### REQUIREMENTS
a) Answer each question about the comment thread on its own line, marking the answers (i), (ii), and (iii).
(i) Why did Anthony add the pie chart?
(ii) What share of the Greek economy does Mailman say comes from the public sector?
(iii) The comment that calls the distribution of goodies a secondary variable names one thing that successful countries have in common. What is it?
b) Summarize the comment thread in two sentences.
c) Pick up the comment thread from the point where it stops.

### TEXT EXTRACT
======

REPLY: I added it, not Viv, to illustrate industry in Australia. It was the only ready made pie chart I could find. I’ll happily substitute another if you have a suggestion for one. – Anthony

Unattorney

Classism Is behind climatism;efficiency is not relevant.Carbon is what poor people give off.

Andrew30

Is there a similar chart that compares people that create wealth and pay taxes versus those that only receive taxes? Note that anyone that is paid by taxes does not effectively pay any tax; they simply return some tax revenue back to the pool so that they can later receive it.
Once the number of voters in a country that derive their income from taxation exceeds about 40% the country is doomed to a downward socialist spiral.
The trick is to understand that ‘need’ and ‘want’ are two different things. A country may ‘need’ taxation paid firefighters, police, armed forces and judges but many not need taxation paid international prestige, pre-school daycare, or funding for economic refugees.

ShrNfr

But then again, what do you expect from a country that produced Julia and Barrie Harrop…

Ray Donahue
Mailman

Andrew30,
Funnily enough, 40% of the Greek economy is from the public sector…a sector that DOES NOT generate wealth!
Mailman

@Andrew30: The distribution of goodies is a secondary variable. It doesn’t really matter if the goodies are distributed mostly by government or mostly by markets. If there aren’t any goodies to begin with, the country will collapse. And the only way to get goodies is to GENERATE SURPLUS VALUE BY MAKING THINGS, as Viv said.
Successful countries range widely from high-welfare to low-welfare. Successful countries have only one thing in common: they MAKE THINGS.

fred houpt
Andrew30

polistra says: January 29, 2012 at 11:08 am
@Andrew30: The distribution of goodies is a secondary variable.
I disagree.
It does not matter how much a country makes, if the 40% of more of the population are non-makers than the wealth of 60% of the taxed entities are paying for 100% of the spending. If the non-makers have a lifestyle near equal to the makers then each taxed entities needs to be taxed for 50% of their wealth OR the country must borrow money from the bank deposits of the makers or the bank deposits of makers in other countries. Neither of which are possible to re-pay without increasing the taxation rate on the taxed entities to more than 100%.
Since the 40% voting block is sufficient to deter a government from cutting the largess, the country is doomed. People have not been known to knowingly vote in favor of a degradation of lifestyle of for their own unemployment.

pat

This is very typical. A special tax levy on government leeches is a wonderful idea.

Andrew30

polistra says: January 29, 2012 at 11:08 am
@Andrew30: If there aren’t any goodies to begin with, the country will collapse.
I disagree.

======

### SOURCE DATA
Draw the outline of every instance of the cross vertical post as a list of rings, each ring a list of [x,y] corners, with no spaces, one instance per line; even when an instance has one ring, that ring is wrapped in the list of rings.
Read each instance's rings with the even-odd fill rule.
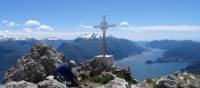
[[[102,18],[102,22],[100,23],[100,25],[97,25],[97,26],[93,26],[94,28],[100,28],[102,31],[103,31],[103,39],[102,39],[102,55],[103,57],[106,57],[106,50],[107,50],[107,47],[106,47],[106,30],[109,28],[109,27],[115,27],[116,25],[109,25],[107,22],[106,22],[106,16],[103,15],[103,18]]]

======

### ANSWERS TO EACH TASK
a)
(i) To illustrate industry in Australia.
(ii) 40%.
(iii) They make things.

b) The comment thread opens with Anthony saying that he added a pie chart to illustrate industry in Australia, and Andrew30 then argues that a country is doomed once about 40% of its voters derive their income from taxation. A reply holds that successful countries have only one thing in common, which is that they make things, but Andrew30 disagrees and says that a large share of non-makers would force the taxes on makers past what can be repaid.

c)
When the Europeans first arrived in Canada they had picks, shovels, axes, seeds and some draft animals. They did not bring any ‘goodies’.
The deal was that you needed to build a shelter and collect enough food and cut enough firewood to survive the coming winter or you would die. There was no welfare system but there was a big motivation to get off your but and get to work.
Canada did not collapse.

DirkH

Mailman says:
January 29, 2012 at 11:08 am
“Andrew30,
Funnily enough, 40% of the Greek economy is from the public sector…a sector that DOES NOT generate wealth! ”
Another problem of the Greek is that they have many state-owned companies. Their largest private sector enterprise is Hellenic Bottling, the local Coca Cola licencee. State-owned companies are theoretically capable of “making” things; the problem is that, usually, they are not in a hurry to do so.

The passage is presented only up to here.